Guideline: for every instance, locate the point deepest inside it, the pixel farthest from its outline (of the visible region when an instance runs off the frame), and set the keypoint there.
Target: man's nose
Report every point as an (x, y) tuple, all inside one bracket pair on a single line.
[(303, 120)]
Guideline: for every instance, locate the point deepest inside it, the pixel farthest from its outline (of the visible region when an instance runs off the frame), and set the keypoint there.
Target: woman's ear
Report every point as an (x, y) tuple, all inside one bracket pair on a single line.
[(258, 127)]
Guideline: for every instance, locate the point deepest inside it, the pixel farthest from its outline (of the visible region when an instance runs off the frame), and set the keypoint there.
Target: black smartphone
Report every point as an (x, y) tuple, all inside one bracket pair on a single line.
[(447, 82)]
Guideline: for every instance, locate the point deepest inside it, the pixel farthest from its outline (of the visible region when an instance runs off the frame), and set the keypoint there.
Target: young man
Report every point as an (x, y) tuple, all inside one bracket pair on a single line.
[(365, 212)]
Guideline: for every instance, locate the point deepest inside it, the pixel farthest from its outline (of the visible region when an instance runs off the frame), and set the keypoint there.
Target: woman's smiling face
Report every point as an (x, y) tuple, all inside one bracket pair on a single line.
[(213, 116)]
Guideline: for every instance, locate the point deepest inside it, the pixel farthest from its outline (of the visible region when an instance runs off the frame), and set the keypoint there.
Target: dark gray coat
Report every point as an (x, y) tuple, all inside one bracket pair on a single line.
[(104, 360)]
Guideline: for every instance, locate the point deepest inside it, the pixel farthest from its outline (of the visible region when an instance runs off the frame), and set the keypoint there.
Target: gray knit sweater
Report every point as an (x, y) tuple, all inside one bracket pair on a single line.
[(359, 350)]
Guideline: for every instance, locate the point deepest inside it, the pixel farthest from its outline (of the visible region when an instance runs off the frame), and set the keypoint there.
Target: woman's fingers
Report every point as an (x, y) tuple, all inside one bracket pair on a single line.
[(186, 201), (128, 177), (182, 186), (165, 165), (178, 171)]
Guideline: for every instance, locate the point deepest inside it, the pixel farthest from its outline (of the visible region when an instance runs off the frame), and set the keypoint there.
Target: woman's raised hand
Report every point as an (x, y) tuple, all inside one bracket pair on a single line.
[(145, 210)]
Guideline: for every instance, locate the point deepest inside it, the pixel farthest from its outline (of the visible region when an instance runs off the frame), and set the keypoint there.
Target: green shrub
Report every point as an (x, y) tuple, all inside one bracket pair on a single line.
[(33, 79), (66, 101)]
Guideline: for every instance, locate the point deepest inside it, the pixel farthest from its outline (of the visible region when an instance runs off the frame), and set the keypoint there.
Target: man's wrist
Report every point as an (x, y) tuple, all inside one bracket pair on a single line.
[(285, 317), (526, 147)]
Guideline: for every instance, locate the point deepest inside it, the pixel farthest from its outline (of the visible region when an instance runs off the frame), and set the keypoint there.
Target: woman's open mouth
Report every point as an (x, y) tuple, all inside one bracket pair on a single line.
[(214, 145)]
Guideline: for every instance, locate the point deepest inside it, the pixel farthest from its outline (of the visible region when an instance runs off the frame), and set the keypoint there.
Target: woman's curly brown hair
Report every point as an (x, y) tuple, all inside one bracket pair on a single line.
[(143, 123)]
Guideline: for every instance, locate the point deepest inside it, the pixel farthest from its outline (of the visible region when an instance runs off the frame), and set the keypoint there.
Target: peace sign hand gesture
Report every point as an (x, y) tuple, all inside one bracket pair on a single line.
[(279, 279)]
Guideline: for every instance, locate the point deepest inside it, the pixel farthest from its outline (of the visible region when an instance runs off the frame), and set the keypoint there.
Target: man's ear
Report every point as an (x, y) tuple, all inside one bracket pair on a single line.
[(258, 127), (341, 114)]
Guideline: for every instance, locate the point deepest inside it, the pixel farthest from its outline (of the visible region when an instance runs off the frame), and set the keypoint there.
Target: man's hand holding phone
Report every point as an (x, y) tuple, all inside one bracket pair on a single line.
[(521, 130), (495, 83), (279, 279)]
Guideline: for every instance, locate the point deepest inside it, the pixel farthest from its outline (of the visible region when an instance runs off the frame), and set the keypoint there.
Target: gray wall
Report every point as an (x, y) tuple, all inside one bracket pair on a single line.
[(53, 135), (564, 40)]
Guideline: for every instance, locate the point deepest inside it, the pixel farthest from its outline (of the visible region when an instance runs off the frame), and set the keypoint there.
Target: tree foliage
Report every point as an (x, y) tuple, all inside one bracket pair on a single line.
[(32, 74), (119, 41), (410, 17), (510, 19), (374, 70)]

*YOUR GOAL*:
Select all lines with the word "woman" from the entries above.

*OUTPUT BELOW*:
Target: woman's ear
Target: woman's smiling face
Target: woman's fingers
Target: woman's raised hand
Target: woman's open mouth
Target: woman's curly brown hair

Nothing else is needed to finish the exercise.